Scan the entries below for "skyline" and copy each line that holds it.

• [RECORD EXTRACTS]
▼▼▼
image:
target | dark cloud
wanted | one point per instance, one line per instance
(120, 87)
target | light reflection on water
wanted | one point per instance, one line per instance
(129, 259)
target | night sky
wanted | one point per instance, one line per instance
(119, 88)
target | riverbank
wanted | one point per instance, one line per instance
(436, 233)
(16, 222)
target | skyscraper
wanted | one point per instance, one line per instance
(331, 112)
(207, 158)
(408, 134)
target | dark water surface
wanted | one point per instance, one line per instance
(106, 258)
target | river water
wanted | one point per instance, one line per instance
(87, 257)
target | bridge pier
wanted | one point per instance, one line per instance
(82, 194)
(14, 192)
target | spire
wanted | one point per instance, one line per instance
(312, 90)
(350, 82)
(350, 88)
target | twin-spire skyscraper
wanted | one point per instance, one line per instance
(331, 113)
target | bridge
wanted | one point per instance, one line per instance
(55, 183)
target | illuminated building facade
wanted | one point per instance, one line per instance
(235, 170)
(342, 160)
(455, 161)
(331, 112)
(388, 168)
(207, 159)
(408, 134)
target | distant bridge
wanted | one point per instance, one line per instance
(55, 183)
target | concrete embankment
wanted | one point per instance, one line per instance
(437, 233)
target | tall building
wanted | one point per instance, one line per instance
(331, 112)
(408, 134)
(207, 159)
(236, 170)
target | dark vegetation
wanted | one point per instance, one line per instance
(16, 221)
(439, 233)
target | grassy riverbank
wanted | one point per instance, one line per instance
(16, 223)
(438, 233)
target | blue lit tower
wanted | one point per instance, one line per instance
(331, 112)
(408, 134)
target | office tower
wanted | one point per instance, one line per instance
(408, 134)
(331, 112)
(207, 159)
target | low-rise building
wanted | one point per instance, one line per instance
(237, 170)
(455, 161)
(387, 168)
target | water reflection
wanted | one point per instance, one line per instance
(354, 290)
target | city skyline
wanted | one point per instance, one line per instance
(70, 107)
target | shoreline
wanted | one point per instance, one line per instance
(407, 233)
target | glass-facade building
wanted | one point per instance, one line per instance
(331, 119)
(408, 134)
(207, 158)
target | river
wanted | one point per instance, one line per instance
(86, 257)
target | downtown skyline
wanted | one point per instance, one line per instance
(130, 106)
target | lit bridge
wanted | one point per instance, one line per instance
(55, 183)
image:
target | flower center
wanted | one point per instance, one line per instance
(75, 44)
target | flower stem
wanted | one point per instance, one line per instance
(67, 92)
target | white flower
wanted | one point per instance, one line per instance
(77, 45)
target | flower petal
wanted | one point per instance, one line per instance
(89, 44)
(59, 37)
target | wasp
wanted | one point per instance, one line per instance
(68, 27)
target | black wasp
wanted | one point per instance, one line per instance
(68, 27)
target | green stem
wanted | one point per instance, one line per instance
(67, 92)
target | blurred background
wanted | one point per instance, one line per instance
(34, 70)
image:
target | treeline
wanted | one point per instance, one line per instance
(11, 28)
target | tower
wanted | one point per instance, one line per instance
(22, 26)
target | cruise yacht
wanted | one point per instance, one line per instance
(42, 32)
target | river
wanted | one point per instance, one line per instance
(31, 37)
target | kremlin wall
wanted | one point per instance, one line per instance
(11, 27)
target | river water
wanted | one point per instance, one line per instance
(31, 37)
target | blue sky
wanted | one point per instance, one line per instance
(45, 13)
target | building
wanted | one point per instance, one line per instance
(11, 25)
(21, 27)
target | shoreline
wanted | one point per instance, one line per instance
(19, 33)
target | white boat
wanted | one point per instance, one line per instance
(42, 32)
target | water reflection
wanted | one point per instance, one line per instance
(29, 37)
▲▲▲
▼▼▼
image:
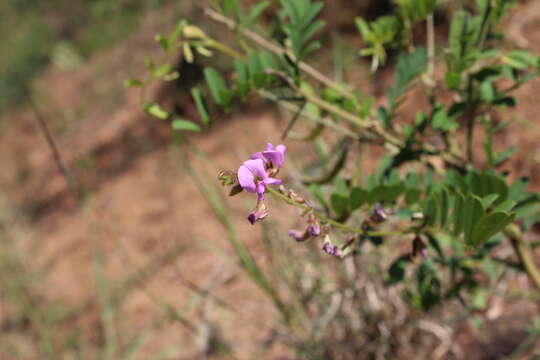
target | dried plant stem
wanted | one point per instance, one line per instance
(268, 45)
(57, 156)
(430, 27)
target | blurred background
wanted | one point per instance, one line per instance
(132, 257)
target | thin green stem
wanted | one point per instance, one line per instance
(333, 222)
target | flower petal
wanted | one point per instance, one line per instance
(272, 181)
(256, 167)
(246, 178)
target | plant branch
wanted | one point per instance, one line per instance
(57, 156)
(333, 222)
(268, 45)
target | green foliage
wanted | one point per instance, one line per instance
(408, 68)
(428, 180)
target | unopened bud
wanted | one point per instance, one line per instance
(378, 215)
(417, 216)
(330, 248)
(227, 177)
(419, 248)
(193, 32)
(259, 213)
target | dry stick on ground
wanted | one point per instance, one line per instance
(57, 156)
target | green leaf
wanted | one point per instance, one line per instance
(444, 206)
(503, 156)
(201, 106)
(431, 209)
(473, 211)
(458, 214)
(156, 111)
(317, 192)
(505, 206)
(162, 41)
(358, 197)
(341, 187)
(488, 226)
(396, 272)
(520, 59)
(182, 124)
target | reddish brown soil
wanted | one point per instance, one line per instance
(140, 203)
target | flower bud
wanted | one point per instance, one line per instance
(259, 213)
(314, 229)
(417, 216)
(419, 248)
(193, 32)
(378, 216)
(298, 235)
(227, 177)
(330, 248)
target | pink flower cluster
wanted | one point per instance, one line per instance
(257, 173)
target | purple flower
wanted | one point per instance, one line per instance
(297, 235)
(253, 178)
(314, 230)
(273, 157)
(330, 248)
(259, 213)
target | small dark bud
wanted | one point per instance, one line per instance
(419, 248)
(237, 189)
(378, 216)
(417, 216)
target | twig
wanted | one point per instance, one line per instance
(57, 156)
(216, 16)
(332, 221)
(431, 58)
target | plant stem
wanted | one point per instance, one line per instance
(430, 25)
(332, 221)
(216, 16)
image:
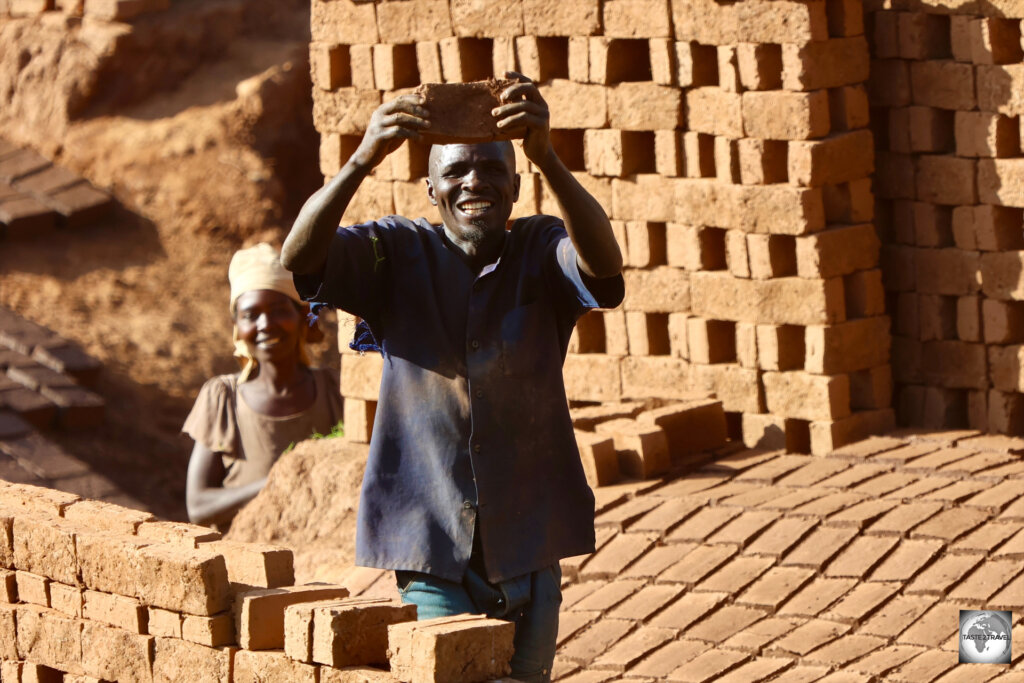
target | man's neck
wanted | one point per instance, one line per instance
▲▲▲
• [ANSWER FOR THE TASK]
target | city skyline
target | downtown skyline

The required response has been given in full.